_Direction 1_
Substitute "light fixture" for "chandelier" in the listing, from the line with "spot the window." through the end of the listing. Write those lines out again with everything else unchanged.

Trying to lure MICE to Myanmar Capital, Nay Pyi Daw

Nay Pyi Daw excellent but empty network of highways

Nay Pyi Daw has now been for over a decade the new capital city of Myanmar. Although the city benefited of generous investments from the former military government and has the best infrastructure so far in the country, the city is one of the least visited place in the country- except for travellers dealing with Myanmar ministries.

In 2015, 1.2 million travellers arrived via Yangon, compared to just 13,800 in the capital, according to figures from the Ministry of Hotels and Tourism.

The hosting of the ASEAN Travel Forum in 2015 was seen as the opportunity to show the world that the capital was slowly -but surely- becoming an attractive destination. Although organisation, hotels and the convention venue worked pretty well, the capital failed to impress the thousand of ATF delegates. The capital looked rather empty, there was no life to be seen in the street of the city supposedly populated with a million inhabitants…

A new government has since taken over from military but the problem about Nay Pyi Daw image remains. A recent report from the Myanmar Times told that the current government recently announced a series of initiatives to help draw tourists to the capital, especially to lure foreign travellers to organize MICE events and conferences.

At a press conference in the capital on September 28,  U Tint Thwin, director general at the Ministry of Hotels and Tourism, explained that Nay Pyi Taw had a lot to offer, reported the Myanmar Times. A marketing team will be set up to boost efforts to promote the capital as a location for MICE. “International tourists can come to attend a meeting and then they can visit the rest of Myanmar,” said U Tint Thwin. Lcoal tours to some of the facilities such as the parliament are now possible since the government of Aung Saan Suu Kyi took over power.

They are some advantages to come to Nay Pyi Daw. The city has a high number of hotels including luxury accommodation such as Hilton, Kempinski and Parkroyal. Most are underused and offer excellent deals compared to their counterparts in Mandalay or Yangon.

_Direction 2_
Which hotels does the article on Nay Pyi Daw tourism name?

_Record extracts_
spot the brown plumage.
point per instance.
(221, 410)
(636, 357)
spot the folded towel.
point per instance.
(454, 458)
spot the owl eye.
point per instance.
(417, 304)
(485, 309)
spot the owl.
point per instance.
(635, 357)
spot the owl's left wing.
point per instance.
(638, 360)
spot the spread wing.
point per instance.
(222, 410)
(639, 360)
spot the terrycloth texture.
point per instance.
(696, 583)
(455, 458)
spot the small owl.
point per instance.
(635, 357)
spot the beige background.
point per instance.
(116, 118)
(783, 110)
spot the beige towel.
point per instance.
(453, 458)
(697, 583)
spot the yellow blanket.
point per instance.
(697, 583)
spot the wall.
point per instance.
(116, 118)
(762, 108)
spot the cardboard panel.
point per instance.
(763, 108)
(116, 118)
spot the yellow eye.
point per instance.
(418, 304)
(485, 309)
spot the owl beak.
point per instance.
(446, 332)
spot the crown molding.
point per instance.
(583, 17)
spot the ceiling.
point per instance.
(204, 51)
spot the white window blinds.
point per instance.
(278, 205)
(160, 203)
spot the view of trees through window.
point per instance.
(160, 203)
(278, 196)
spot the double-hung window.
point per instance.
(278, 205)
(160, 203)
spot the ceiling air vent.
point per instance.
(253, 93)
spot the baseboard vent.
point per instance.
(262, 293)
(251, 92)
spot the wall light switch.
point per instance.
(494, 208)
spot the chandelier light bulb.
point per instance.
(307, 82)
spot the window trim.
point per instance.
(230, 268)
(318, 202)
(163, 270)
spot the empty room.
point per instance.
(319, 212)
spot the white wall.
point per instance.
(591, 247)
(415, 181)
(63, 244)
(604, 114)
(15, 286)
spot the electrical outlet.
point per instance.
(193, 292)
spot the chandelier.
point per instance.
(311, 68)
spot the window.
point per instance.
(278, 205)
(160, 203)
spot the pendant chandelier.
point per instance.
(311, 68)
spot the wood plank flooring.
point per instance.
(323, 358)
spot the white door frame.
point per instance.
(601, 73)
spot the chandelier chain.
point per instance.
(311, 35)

_Full answer 1_
spot the window.
point per instance.
(278, 205)
(160, 203)
spot the pendant light fixture.
point per instance.
(311, 68)
spot the wood plank flooring.
point per instance.
(323, 358)
spot the white door frame.
point per instance.
(601, 73)
spot the light fixture chain.
point per instance.
(311, 35)

_Full answer 2_
Hilton, Kempinski, Parkroyal